Table 1. Ingredients of instant rice porridge samples.

Note: One serving size of instant rice porridge was 35 g. The instant rice porridge ingredients were mixed together according to Mahannoppakun (2010) and Yaieiam et al. (2003). The seasoning ingredients were prepared according to Thong-lor (2012).

The prototype product was evaluated for their physical and chemical properties: color (L*, a*, and b*) using a color meter (CR-410, Konica-Minolta, Japan), water activity (aw) using AQUA LAB (Model series 3, Decagon Device Inc., Pullman, USA.), consistency using a Bostwick consistometer (CSC Scientific Company, Inc., USA), proximate analysis (AOAC, 2012), and sodium content (AOAC, 2005).

Study of the effect of salt reduction strategies on reduced-sodium instant porridge

This experiment studied the influence of salt reduction strategies, including odor-induced saltiness enhancement (OISE) using soy sauce odor, salt substitution using KCl, flavor enhancement using glycine, and a combination strategy of salt substitute and flavor enhancer using KCl:glycine in a ratio of 1:1, on qualities of instant rice porridge. Each salt reduction sample was formulated to decrease sodium by 35%. Five samples were used following a Completely Randomized Design (CRD) with three replications. The formulation of all samples is shown in Table 1. Similar to the previous experiment, all ingredients in each formulation were weighed and mixed. The samples were then prepared for the consumer acceptance test using a 9-point hedonic scale with 100 consumers and physicochemical property analysis (color, aw, consistency, proximate composition, and sodium content).


Statistical analysis

All statistical analyses were performed using the Statistical Package for Minitab version 16 (Minitab Inc., USA) program. All data in this study were analyzed using ANOVAs. All effects with a P-value of 0.05 or lower are reported as significant. Post hoc multiple comparisons were performed using the Tukey test.



Quality of the instant rice porridge prototype

The sensory evaluation of each attribute of the instant rice porridge samples (not sodium reduction) are illustrated in Table 2. The mean consumer acceptance scores differed significantly (p<0.05) for all attributes among the three instant rice porridges. However, the consumer acceptance scores for overall liking, color, overall flavor, saltiness, and viscosity did not differ significantly (p≥0.05) between the prototype and Commercial A samples. The prototype had sensory scores in the range “like slightly” (6.4-6.7 scores). The Commercial B sample had the lowest scores in all attributes.

------------------------------------------------------------------------

- _TO BE DONE_
a: In the rice porridge excerpt, by what percentage was each salt reduction sample formulated to decrease sodium?
b: Reproduce the rice porridge excerpt between "All statistical analyses" and "using the Tukey test.", inclusive.
The rows after this point aren't needed.

------------------------------------------------------------------------

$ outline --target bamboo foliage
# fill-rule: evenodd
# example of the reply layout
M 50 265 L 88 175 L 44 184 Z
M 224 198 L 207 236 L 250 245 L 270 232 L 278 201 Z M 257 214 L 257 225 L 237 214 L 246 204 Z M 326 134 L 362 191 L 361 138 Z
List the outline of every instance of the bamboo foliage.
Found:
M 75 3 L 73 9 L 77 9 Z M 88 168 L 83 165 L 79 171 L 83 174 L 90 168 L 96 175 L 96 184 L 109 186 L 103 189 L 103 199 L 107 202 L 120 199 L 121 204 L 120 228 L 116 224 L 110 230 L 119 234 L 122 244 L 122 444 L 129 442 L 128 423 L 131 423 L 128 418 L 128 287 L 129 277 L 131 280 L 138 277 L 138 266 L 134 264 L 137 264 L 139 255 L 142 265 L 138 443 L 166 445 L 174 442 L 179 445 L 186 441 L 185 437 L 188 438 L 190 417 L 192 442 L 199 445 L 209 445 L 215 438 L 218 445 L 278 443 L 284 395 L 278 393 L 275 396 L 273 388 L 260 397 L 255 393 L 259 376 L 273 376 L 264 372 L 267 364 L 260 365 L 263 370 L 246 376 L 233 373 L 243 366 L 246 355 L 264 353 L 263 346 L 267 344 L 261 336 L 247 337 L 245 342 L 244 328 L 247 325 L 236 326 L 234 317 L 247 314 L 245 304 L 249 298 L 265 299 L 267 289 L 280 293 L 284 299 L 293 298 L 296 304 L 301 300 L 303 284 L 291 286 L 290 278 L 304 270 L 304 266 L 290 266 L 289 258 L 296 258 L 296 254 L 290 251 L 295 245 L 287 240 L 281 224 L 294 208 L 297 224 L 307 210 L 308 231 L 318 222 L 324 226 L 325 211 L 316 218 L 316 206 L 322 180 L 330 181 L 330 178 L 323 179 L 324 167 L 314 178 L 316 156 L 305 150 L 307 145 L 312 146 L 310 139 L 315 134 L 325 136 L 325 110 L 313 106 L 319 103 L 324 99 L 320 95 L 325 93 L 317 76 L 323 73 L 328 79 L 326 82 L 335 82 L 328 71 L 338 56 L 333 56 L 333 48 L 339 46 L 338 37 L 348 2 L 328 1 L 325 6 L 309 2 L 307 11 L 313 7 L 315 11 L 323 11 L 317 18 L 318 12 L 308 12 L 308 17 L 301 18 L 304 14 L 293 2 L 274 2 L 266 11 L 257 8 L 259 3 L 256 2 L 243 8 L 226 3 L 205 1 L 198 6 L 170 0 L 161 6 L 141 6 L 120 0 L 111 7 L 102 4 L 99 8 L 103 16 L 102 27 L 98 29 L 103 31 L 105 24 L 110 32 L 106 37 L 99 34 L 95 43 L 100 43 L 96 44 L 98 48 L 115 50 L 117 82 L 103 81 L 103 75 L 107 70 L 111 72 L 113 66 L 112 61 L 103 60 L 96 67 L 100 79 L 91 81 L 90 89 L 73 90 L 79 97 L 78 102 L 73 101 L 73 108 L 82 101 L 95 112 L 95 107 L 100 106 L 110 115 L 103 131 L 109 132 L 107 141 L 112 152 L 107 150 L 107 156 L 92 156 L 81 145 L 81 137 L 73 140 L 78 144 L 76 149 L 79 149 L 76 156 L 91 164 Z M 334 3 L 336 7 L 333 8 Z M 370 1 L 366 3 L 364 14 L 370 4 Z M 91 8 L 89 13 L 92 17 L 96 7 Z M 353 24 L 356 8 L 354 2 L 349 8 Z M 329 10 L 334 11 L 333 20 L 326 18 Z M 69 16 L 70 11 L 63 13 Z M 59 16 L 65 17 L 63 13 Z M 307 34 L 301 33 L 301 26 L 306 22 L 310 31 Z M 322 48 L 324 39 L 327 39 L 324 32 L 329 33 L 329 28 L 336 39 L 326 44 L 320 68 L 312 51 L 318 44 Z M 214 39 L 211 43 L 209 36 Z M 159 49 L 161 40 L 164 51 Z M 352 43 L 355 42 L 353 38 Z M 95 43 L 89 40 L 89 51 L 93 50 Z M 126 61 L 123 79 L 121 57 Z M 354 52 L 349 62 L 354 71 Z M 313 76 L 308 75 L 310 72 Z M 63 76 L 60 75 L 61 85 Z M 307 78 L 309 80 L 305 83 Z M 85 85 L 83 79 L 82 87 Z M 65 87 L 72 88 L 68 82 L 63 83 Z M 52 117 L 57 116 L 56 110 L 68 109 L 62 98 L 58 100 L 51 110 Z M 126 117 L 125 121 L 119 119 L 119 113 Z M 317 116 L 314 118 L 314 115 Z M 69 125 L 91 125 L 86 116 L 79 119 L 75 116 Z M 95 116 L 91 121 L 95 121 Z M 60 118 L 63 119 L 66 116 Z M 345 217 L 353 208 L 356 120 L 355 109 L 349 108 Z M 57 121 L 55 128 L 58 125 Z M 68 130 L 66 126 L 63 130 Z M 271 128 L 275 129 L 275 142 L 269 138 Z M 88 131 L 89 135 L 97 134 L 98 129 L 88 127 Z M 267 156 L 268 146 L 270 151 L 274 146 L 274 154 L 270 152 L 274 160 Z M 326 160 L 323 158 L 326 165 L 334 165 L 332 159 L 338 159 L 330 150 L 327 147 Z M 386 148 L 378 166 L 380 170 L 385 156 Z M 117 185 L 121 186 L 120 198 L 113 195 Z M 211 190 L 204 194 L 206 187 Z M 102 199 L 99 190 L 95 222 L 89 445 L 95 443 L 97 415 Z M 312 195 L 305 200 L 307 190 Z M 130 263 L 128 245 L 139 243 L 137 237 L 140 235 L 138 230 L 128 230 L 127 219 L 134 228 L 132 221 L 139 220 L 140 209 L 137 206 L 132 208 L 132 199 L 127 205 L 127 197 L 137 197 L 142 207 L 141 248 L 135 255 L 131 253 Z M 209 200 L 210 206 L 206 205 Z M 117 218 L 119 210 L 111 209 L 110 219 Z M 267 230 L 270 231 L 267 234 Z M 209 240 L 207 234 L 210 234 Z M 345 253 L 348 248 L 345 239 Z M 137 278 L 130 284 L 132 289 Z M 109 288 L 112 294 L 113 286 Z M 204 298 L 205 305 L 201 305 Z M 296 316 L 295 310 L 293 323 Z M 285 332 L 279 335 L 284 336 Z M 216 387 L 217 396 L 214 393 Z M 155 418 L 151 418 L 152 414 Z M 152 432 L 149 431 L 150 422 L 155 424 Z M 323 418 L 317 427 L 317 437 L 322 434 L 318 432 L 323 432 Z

------------------------------------------------------------------------

- _RESULTS OF THE TASKS_
a: By 35%.

b:
All statistical analyses were performed using the Statistical Package for Minitab version 16 (Minitab Inc., USA) program. All data in this study were analyzed using ANOVAs. All effects with a P-value of 0.05 or lower are reported as significant. Post hoc multiple comparisons were performed using the Tukey test.